### GOAL
Identify every line in the records below that contains the word "dirt", and copy each one out. Case counts.

(Records from a dataset)
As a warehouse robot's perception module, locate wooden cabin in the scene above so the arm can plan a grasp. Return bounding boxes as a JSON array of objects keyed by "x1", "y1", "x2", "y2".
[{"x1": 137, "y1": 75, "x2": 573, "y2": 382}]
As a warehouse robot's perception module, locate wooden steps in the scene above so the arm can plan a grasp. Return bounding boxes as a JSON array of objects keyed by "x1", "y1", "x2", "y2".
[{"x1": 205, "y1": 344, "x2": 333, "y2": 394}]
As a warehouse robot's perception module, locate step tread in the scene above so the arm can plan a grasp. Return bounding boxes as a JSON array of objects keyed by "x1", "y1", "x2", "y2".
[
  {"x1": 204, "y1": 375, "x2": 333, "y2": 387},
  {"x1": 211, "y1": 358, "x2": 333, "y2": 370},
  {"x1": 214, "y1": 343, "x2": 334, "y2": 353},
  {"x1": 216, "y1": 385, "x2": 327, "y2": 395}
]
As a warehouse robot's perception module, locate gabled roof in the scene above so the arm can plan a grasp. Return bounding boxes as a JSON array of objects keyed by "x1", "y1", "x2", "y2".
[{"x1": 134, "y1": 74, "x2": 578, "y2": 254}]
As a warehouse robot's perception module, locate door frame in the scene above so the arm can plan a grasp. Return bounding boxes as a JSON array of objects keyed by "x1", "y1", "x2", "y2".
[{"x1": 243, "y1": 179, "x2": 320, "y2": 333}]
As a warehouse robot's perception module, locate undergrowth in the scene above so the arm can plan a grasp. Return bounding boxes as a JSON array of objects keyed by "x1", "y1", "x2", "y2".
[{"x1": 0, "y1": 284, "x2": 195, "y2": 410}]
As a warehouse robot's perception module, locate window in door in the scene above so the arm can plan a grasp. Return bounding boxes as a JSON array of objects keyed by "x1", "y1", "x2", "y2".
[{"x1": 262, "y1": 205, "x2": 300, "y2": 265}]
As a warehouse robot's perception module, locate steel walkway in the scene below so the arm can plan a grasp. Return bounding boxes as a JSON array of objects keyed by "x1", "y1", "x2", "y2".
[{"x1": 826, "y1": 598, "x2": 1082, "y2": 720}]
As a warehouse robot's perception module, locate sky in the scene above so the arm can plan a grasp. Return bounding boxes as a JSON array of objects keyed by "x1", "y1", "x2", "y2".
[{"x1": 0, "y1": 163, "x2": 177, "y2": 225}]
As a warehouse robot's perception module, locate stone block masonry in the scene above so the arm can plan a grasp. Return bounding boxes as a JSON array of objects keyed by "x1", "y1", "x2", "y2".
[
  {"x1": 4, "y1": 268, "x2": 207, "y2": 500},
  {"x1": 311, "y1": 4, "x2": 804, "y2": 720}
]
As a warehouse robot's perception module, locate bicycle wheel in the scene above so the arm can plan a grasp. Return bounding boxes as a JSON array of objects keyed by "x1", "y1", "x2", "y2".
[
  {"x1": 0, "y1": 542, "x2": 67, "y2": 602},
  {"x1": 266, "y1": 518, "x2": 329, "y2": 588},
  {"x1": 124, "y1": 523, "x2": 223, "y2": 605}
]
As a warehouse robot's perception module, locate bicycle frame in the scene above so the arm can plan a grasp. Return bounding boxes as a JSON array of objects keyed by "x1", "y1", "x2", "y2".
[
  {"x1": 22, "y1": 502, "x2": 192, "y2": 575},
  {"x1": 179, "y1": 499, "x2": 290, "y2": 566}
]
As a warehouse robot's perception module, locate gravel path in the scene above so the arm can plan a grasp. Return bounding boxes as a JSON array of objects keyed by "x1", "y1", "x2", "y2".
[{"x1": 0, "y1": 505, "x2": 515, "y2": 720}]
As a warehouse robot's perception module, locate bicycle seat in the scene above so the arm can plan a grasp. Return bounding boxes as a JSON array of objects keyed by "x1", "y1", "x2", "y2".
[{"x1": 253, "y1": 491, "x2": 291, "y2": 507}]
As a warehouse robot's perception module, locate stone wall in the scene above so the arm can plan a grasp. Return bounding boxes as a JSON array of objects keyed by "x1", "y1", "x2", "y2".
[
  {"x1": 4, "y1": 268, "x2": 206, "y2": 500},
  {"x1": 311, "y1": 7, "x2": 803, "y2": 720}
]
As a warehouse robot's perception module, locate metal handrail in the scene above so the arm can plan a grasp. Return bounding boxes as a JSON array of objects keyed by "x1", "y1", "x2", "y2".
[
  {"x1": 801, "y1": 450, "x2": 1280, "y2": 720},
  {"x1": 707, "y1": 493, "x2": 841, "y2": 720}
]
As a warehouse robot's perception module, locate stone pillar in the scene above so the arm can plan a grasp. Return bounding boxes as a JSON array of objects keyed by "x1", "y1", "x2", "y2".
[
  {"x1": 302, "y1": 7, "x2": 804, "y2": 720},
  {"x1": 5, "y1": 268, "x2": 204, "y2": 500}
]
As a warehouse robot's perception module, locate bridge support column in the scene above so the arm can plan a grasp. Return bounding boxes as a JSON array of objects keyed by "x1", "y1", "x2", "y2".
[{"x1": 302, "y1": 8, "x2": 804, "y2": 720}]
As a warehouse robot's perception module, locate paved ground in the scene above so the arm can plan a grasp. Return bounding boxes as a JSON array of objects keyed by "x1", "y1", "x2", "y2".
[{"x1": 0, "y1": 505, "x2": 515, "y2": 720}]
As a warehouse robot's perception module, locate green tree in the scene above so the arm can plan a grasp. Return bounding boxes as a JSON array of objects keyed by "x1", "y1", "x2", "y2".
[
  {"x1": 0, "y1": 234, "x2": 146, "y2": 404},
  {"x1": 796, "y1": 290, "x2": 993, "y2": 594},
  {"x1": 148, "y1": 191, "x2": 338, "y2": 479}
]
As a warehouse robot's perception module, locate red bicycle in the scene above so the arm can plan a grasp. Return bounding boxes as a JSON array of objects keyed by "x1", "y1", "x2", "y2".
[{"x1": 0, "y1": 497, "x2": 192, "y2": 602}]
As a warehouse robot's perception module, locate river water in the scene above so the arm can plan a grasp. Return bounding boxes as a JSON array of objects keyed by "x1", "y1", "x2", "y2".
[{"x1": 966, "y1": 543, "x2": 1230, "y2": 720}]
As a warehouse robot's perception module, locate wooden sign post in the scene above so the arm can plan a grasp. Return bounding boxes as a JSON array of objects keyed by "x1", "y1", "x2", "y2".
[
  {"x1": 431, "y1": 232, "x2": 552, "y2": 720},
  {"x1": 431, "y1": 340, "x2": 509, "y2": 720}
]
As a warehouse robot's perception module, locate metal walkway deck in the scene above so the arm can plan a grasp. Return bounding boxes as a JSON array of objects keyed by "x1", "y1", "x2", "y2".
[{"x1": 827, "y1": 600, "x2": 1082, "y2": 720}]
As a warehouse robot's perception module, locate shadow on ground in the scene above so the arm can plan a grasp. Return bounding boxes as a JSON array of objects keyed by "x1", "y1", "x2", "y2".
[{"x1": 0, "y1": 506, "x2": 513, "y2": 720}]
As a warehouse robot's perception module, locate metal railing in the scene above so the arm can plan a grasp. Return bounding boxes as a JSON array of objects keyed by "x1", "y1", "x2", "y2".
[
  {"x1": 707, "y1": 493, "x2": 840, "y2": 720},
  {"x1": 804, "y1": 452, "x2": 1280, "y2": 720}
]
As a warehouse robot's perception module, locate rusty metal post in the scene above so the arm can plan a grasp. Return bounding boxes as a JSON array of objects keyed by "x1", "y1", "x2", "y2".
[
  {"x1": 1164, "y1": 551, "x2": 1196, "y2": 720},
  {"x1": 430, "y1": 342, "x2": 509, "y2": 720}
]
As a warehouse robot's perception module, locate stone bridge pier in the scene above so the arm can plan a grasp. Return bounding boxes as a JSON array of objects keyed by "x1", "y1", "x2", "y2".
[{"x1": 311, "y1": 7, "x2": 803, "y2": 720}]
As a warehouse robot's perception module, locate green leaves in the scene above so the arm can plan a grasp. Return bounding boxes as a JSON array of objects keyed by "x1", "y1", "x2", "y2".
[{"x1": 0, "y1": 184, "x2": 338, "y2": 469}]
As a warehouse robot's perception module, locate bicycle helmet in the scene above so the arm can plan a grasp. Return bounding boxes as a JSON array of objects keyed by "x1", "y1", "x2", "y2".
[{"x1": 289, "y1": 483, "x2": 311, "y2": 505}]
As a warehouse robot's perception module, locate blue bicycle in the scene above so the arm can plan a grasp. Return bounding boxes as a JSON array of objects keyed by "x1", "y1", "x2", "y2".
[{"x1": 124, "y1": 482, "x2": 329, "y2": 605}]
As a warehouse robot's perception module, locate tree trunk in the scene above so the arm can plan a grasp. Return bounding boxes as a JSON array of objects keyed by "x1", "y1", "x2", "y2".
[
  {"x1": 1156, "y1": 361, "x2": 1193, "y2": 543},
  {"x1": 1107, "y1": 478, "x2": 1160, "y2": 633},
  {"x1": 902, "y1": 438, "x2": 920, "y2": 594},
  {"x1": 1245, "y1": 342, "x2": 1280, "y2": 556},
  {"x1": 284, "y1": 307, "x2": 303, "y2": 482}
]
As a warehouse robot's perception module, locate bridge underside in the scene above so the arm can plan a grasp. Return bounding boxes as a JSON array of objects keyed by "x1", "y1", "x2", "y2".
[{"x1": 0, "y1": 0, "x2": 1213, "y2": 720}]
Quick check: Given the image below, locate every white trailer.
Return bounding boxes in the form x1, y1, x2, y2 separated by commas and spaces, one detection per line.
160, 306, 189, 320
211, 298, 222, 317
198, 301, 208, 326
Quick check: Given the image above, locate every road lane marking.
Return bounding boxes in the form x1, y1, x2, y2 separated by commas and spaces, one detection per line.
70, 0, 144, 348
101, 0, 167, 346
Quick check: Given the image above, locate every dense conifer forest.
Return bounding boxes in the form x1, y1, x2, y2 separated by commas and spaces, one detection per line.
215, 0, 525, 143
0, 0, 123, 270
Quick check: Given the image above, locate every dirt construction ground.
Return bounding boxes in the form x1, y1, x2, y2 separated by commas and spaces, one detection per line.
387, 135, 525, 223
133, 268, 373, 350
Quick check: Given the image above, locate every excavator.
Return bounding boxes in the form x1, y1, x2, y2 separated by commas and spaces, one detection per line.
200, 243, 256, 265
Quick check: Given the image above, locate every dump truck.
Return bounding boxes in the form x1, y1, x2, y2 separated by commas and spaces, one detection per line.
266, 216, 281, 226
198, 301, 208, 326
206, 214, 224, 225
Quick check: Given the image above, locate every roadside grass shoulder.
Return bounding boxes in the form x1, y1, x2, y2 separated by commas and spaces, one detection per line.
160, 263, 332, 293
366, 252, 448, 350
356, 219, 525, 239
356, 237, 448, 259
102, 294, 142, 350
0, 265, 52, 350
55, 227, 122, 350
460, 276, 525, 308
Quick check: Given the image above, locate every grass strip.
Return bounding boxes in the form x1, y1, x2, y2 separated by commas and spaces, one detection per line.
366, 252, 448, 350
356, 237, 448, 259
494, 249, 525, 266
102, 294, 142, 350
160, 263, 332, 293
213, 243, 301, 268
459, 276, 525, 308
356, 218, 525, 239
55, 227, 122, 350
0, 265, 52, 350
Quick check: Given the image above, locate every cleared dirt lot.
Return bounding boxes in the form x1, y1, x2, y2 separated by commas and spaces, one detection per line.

### OUTPUT
Quick check: Given the image above, locate every dirt construction ground.
Quick check: Given the image above, locate every cleared dirt lot.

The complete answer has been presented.